Segmentation dataset excerpts
* begin *
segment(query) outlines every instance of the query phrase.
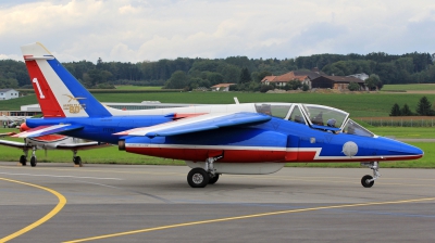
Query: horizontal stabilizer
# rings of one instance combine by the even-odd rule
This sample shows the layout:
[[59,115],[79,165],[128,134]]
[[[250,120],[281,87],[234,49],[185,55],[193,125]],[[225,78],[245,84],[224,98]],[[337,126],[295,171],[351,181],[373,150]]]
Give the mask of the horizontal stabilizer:
[[167,137],[176,135],[186,135],[197,131],[219,129],[222,127],[232,127],[240,125],[253,125],[269,122],[271,116],[259,113],[222,113],[207,114],[191,118],[184,118],[177,122],[171,122],[152,127],[136,128],[122,131],[119,136],[147,136]]
[[35,137],[40,137],[45,135],[62,135],[67,131],[73,131],[73,130],[78,130],[82,129],[83,126],[77,126],[77,125],[69,125],[69,124],[62,124],[62,125],[54,125],[54,126],[40,126],[33,128],[30,130],[20,132],[17,135],[14,135],[12,137],[14,138],[35,138]]

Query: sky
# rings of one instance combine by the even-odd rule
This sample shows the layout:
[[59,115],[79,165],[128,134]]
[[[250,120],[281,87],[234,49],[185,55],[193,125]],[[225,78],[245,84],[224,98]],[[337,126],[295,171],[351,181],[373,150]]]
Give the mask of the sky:
[[2,0],[0,59],[61,62],[435,52],[434,0]]

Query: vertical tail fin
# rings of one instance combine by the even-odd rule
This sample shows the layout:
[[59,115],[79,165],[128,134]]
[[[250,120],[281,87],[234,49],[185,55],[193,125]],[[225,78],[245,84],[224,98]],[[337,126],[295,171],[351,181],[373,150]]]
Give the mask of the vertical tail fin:
[[45,117],[111,116],[41,43],[21,50]]

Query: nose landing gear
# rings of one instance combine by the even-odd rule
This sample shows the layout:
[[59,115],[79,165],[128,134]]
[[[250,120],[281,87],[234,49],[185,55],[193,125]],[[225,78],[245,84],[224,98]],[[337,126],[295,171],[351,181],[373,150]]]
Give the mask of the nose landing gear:
[[377,162],[370,162],[370,163],[361,163],[361,166],[366,166],[373,169],[373,177],[370,175],[365,175],[361,178],[361,184],[364,188],[371,188],[374,184],[374,180],[381,177],[380,174],[380,164]]
[[192,188],[206,188],[207,184],[214,184],[219,179],[219,174],[213,167],[213,163],[223,156],[209,157],[206,159],[204,168],[194,168],[187,175],[187,182]]

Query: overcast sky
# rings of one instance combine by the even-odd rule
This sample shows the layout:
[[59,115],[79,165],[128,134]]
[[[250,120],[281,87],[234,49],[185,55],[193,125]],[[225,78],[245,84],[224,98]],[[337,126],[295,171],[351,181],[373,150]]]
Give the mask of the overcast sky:
[[0,59],[59,61],[435,52],[434,0],[1,0]]

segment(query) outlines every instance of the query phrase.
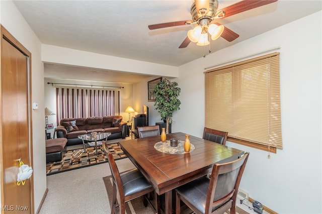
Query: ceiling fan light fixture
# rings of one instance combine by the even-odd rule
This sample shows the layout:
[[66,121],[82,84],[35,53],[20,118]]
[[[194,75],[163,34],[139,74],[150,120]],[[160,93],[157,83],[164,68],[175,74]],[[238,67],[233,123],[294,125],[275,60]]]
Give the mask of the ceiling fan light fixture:
[[215,40],[221,35],[224,29],[223,25],[218,26],[216,24],[212,24],[208,28],[208,32],[211,35],[211,39]]
[[208,41],[208,34],[207,32],[201,34],[201,35],[200,36],[200,39],[197,43],[197,45],[203,46],[204,45],[208,45],[209,44],[209,41]]
[[202,29],[199,26],[196,27],[193,30],[190,30],[188,32],[188,38],[192,42],[197,42],[200,39],[200,35]]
* end *
## Your instructions
Express the lines of the records as a JSON list of strings, one string per line, omitting blank lines. Leave the pictures out of the answer.

## Solution
[
  "segment(query) outlines every instance of the query phrase.",
  "Query: horizontal stabilizer",
  "# rings of one instance combine by the even-odd rule",
  "This sample shows the layout:",
  "[[59,115],[79,165],[128,134]]",
  "[[[250,120],[281,87],[234,49],[185,55],[193,125]],[[225,78],[245,84],[224,98]],[[337,126],[295,171],[351,181],[373,150]]]",
  "Give the mask of the horizontal stabilizer:",
  "[[167,137],[176,135],[186,135],[197,131],[219,129],[222,127],[232,127],[240,125],[253,125],[269,122],[271,116],[259,113],[222,113],[207,114],[191,118],[184,118],[177,122],[171,122],[152,127],[136,128],[122,131],[119,136],[147,136]]",
  "[[35,137],[40,137],[45,135],[62,135],[67,131],[73,131],[73,130],[78,130],[82,129],[83,126],[77,126],[77,125],[69,125],[69,124],[62,124],[62,125],[54,125],[54,126],[40,126],[33,128],[30,130],[20,132],[17,135],[14,135],[12,137],[14,138],[35,138]]",
  "Query: sky",
  "# rings of one instance combine by the even-odd rule",
  "This sample shows the layout:",
  "[[59,115],[79,165],[128,134]]",
  "[[[250,120],[281,87],[234,49],[185,55],[193,125]],[[225,78],[245,84],[224,98]],[[337,126],[295,171],[351,181],[373,150]]]",
  "Give the mask of the sky:",
  "[[2,0],[0,59],[61,62],[435,52],[434,0]]",
  "Query: vertical tail fin",
  "# rings of one instance combine by the even-odd rule",
  "This sample shows the layout:",
  "[[59,115],[79,165],[128,134]]",
  "[[[250,120],[281,87],[234,49],[185,55],[193,125]],[[225,78],[245,84],[224,98]],[[337,126],[295,171],[351,181],[373,150]]]",
  "Give the mask of the vertical tail fin:",
  "[[45,117],[111,116],[41,43],[21,50]]",
  "Query: nose landing gear",
  "# rings of one instance combine by the even-odd rule",
  "This sample shows the layout:",
  "[[59,115],[79,165],[128,134]]",
  "[[[250,120],[281,87],[234,49],[185,55],[193,125]],[[225,78],[245,84],[224,98]],[[337,126],[295,171],[351,181],[373,150]]]",
  "Give the mask of the nose landing gear:",
  "[[377,162],[370,162],[370,163],[361,163],[361,166],[366,166],[373,169],[373,177],[370,175],[365,175],[361,178],[361,184],[364,188],[371,188],[374,184],[374,180],[381,177],[380,174],[380,164]]",
  "[[192,188],[206,188],[207,184],[214,184],[219,179],[219,174],[213,167],[213,163],[223,156],[209,157],[206,159],[204,168],[194,168],[187,175],[187,182]]",
  "Query: overcast sky",
  "# rings of one instance combine by the even-odd rule",
  "This sample shows the layout:",
  "[[59,115],[79,165],[128,134]]",
  "[[[250,120],[281,87],[234,49],[185,55],[193,125]],[[225,78],[245,84],[224,98]],[[337,126],[295,171],[351,181],[373,150]]]",
  "Give the mask of the overcast sky:",
  "[[0,59],[59,61],[435,52],[434,0],[1,0]]",
  "segment(query) outlines every instance of the query phrase.",
  "Query: ceiling fan light fixture",
  "# rings of one instance combine by the even-odd rule",
  "This sample shows the layout:",
  "[[66,121],[82,84],[35,53],[20,118]]",
  "[[[194,75],[163,34],[139,74],[150,120]],[[160,93],[157,83],[164,68],[175,74]],[[238,67],[233,123],[294,125],[275,60]]]",
  "Give the mask of the ceiling fan light fixture:",
  "[[215,40],[221,35],[224,29],[223,25],[218,26],[216,24],[212,24],[208,28],[208,32],[211,35],[211,39]]",
  "[[208,41],[208,34],[207,32],[201,34],[201,35],[200,36],[200,39],[197,43],[197,45],[203,46],[204,45],[208,45],[209,44],[209,41]]",
  "[[202,29],[199,26],[196,27],[193,30],[190,30],[188,32],[188,38],[192,42],[197,42],[200,39],[200,35]]"
]